───── TEXTO FORNECIDO ─────

O Mito de Narciso




Neste artigo, vamos fazer uma análise psicológica do mito de Narciso, personagem grego que nasceu com um dom que se converteu em maldição: sua beleza.

Diz-se que ao nascer, os sábios orientaram sua mãe que jamais deveria deixar o menino olhar sua imagem em um espelho, pois o choque ao ver sua beleza seria imprevisível. Assim viveu o garoto, até que um dia, durante uma caçada em meio ao bosque, parou para tomar água em um lago que ali havia. Ao ver sua imagem refletida nas águas serenas do lago, tal como um espelho, viu imagem de tamanha beleza que tão logo a contemplou já se apaixonou e então, perdido de amor, tentava abraçar a imagem mas sempre que tocava o lago ela se desfazia em suas mãos.

Depois de muito tentar, percebeu que tratava-se de um amor impossível e, já sem esperanças, decidiu matar-se ali mesmo, à beira do lago. E do sangue que regou a terra nasceram flores brancas, as quais se deu o nome do jovem: narciso.

───── EXTRATO DE DADOS ─────

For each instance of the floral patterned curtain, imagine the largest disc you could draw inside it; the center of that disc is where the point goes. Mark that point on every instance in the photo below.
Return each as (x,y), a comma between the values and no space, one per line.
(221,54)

─────

§ **EXERCÍCIO CURTO 1**
Responda com base no texto sobre o mito de Narciso:
(a) O que os sábios orientaram a mãe de Narciso a nunca deixar o menino fazer?
(b) Durante que atividade Narciso parou para tomar água no lago?
(c) De que cor eram as flores que nasceram do sangue do jovem?
§ **EXERCÍCIO CURTO 2**
Prolongue o texto sobre o mito de Narciso, começando logo após a última frase.

§ **RESPOSTA DO EXERCÍCIO 1**
(a) Olhar sua imagem em um espelho.
(b) Durante uma caçada em meio ao bosque.
(c) Brancas.

§ **RESPOSTA DO EXERCÍCIO 2**
Em geral, é consenso interpretar o mito como a história de uma pessoa enamorada de si mesma que cai no erro de confundir-se com sua imagem no lago. Muito se fala dos narcisistas, pessoas que se amam mais do que amam a qualquer outra pessoa. Também é consensual entender que a história terminou em tragédia. Porém, à luz da simbologia universal, utilizando-se das analogias presentes em todos os mitos, podemos fazer uma nova leitura desta narrativa e perceber nela algo mais, que tal qual um farol nos faz olhar na direção de cada nós mesmos.

De fato, Narciso é uma pessoa enamorada de si mesma e de fato, caiu no erro de confundir-se com sua própria imagem no lago. O detalhe é que esse mito não fala de um garoto em particular, mas sim de uma característica típica de todo ser humano, seja bonito ou feio, novo ou velho. Para entender isso precisamos antes entender o que é a paixão. A paixão é uma força de atração, um magnetismo que em realidade nós projetamos sobre o objeto do encantamento. As coisas pelas quais nos apaixonamos muitas vezes não tem todo aquele brilho, mas nós depositamos nelas todo o brilho do mundo (nosso mundo) e então nos sentimos fatalmente atraídos por elas. Na verdade, a pessoa apaixonada é a grande responsável por isso, pois ela é quem se enamora e ao mesmo tempo a fonte geradora de todo magnetismo depositado.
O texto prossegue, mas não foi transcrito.